(19)【発行国】日本国特許庁(JP)
(12)【公報種別】公開特許公報(A)
(11)【公開番号】P2024147951
(43)【公開日】2024-10-17
(54)【発明の名称】冷蔵庫
(51)【国際特許分類】
F25D 19/00 20060101AFI20241009BHJP
【FI】
F25D19/00 522B
【審査請求】未請求
【請求項の数】5
【出願形態】OL
(21)【出願番号】P 2023060720
(22)【出願日】2023-04-04
(71)【出願人】
【識別番号】307036856
【氏名又は名称】アクア株式会社
(74)【代理人】
【識別番号】100145403
【弁理士】
【氏名又は名称】山尾 憲人
(74)【代理人】
【識別番号】100131808
【弁理士】
【氏名又は名称】柳橋 泰雄
(72)【発明者】
【氏名】岡部 裕一
(72)【発明者】
【氏名】片桐 賢宏
(57)【要約】 (修正有)
::::
→ 課題の目標: 上の冷蔵庫の公開特許公報を、最後の「(57)【要約】 (修正有)」に続けて書き進めよ。
::::
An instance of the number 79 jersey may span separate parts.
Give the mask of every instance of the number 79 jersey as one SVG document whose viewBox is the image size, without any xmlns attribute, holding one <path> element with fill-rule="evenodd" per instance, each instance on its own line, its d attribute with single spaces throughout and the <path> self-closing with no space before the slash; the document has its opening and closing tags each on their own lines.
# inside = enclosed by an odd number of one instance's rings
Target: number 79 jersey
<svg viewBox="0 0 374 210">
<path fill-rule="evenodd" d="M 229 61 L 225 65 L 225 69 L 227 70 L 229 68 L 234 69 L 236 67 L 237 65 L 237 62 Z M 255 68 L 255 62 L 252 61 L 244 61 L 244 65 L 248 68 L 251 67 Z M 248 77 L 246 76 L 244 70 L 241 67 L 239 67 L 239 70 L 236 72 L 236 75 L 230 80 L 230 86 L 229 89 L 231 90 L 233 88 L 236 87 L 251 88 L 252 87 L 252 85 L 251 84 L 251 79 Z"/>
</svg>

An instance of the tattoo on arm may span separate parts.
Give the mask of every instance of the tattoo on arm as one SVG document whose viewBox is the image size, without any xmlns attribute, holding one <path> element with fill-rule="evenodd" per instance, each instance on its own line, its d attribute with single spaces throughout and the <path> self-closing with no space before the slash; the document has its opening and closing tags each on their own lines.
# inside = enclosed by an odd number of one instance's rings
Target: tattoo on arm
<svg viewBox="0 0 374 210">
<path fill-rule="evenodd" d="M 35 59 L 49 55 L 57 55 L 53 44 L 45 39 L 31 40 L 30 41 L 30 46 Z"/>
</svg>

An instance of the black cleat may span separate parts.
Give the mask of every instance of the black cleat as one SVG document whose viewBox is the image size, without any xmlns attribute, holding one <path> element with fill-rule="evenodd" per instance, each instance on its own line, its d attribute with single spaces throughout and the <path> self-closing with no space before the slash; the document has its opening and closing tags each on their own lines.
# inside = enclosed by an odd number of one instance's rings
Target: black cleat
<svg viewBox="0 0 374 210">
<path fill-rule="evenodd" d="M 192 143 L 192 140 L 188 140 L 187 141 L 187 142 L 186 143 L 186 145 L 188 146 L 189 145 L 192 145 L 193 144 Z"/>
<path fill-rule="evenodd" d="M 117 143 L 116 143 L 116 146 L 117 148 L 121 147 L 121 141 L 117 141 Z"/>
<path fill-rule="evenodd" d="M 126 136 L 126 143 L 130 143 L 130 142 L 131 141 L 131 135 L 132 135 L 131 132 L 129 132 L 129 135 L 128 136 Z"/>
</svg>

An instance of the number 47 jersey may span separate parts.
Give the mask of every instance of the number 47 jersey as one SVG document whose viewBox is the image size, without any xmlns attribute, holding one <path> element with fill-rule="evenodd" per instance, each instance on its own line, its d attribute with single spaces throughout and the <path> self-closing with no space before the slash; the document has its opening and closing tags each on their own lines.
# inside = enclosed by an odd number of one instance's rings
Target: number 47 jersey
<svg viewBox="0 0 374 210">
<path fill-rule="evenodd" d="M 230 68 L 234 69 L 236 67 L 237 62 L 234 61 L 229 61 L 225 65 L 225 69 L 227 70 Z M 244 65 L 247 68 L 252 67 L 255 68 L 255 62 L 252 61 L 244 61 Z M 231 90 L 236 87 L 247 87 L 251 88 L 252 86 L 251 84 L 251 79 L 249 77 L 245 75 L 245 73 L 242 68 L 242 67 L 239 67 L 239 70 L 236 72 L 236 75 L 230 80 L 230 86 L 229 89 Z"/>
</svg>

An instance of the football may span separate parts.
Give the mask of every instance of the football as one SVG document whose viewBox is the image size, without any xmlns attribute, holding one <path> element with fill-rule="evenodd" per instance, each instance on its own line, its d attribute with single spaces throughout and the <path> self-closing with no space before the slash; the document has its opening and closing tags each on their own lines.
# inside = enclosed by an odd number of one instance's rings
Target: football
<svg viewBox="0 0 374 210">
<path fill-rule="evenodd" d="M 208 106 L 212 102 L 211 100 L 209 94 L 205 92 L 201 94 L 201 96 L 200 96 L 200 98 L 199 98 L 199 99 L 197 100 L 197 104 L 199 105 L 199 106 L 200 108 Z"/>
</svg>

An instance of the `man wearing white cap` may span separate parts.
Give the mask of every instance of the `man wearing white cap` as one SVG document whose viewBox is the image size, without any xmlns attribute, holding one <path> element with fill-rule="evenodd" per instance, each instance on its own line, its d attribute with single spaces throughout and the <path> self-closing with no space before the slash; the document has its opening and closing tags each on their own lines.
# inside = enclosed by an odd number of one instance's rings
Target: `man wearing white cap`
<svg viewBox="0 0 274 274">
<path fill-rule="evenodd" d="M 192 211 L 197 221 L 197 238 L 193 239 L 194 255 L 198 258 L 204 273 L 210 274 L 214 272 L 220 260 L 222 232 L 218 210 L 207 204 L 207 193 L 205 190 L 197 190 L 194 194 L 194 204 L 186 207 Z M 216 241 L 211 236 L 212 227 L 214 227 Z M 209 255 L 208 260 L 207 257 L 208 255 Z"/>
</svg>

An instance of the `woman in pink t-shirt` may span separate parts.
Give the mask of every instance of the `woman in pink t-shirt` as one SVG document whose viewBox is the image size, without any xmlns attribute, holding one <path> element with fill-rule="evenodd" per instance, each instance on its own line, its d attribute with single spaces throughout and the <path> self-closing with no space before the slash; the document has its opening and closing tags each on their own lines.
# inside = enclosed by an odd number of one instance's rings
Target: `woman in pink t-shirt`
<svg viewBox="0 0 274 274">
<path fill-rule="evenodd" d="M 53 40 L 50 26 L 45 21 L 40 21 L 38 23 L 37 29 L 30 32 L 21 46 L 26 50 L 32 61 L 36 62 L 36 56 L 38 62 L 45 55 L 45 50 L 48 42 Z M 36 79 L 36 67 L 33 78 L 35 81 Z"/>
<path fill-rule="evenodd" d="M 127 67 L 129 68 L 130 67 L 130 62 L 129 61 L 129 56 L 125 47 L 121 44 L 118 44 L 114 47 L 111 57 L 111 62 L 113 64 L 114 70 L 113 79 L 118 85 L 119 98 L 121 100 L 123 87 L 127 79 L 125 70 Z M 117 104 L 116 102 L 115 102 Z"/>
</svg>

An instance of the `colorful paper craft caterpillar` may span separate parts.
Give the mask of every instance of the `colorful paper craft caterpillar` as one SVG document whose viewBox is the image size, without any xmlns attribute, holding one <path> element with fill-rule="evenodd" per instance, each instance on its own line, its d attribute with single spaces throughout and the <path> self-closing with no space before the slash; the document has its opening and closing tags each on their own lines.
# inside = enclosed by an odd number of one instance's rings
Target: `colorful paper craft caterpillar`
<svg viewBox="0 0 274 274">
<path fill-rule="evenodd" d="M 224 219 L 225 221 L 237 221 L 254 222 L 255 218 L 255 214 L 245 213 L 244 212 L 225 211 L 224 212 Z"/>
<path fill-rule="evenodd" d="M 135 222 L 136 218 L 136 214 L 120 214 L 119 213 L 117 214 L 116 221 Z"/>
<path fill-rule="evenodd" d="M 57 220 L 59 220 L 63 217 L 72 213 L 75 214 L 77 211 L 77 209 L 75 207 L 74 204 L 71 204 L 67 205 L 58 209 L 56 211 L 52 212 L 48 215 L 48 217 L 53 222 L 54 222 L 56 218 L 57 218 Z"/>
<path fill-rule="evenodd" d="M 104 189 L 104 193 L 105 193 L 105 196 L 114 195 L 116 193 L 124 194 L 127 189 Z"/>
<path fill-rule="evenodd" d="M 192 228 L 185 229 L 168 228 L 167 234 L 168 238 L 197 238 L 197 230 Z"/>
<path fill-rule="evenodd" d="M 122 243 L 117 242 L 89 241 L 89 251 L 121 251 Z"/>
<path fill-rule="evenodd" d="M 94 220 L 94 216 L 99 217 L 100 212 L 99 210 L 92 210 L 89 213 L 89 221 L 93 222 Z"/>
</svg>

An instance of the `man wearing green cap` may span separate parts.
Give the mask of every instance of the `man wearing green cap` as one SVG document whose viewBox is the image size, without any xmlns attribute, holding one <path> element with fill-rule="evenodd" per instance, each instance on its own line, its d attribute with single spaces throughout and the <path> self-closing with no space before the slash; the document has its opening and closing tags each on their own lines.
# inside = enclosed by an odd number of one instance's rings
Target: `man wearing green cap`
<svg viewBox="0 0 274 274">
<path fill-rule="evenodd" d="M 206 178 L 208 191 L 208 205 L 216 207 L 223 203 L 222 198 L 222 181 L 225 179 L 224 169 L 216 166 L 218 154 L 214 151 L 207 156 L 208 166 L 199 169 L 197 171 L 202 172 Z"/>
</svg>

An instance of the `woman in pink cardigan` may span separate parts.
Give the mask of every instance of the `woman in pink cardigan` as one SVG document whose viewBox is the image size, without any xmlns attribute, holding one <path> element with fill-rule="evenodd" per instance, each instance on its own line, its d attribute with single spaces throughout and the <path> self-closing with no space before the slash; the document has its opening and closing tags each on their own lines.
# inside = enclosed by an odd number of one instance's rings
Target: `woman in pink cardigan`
::::
→ 課題への回答:
【課題】冷媒管の列が3列以上となる蒸発器を有する場合でも、収納効率の低下を抑えて、確実に蒸発器を内箱に取り付けることができる冷蔵庫を提供する。
【解決手段】複数の直管部22A1がベント部22A2で繋がれて左右に蛇行しながら上下に延びた冷媒管22Aの列が前後に3列以上にわたって繋がれた冷媒管部22、及び冷媒管部22に取り付けられた複数の冷却フィン24を有する蒸発器20と、蒸発器20を内箱に取り付ける取付部材と、を備え、取付部材は、内箱と係合する内箱係合部と、冷媒管部22のベント部22A2と接する湾曲支持面を有する蒸発器支持部と、を備える冷蔵庫を提供する。
【選択図】
図4A
【特許請求の範囲】
【請求項1】
複数の直管部がベント部で繋がれて左右に蛇行しながら上下に延びた冷媒管の列が前後に3列以上にわたって繋がれた冷媒管部、及び前記冷媒管部に取り付けられた複数の冷却フィンを有する蒸発器と、
前記蒸発器を内箱に取り付ける取付部材と、
を備え、
前記取付部材は、
前記内箱と係合する内箱係合部と、
前記冷媒管部の前記ベント部と接する湾曲支持面を有する蒸発器支持部と、
を備えることを特徴とする冷蔵庫。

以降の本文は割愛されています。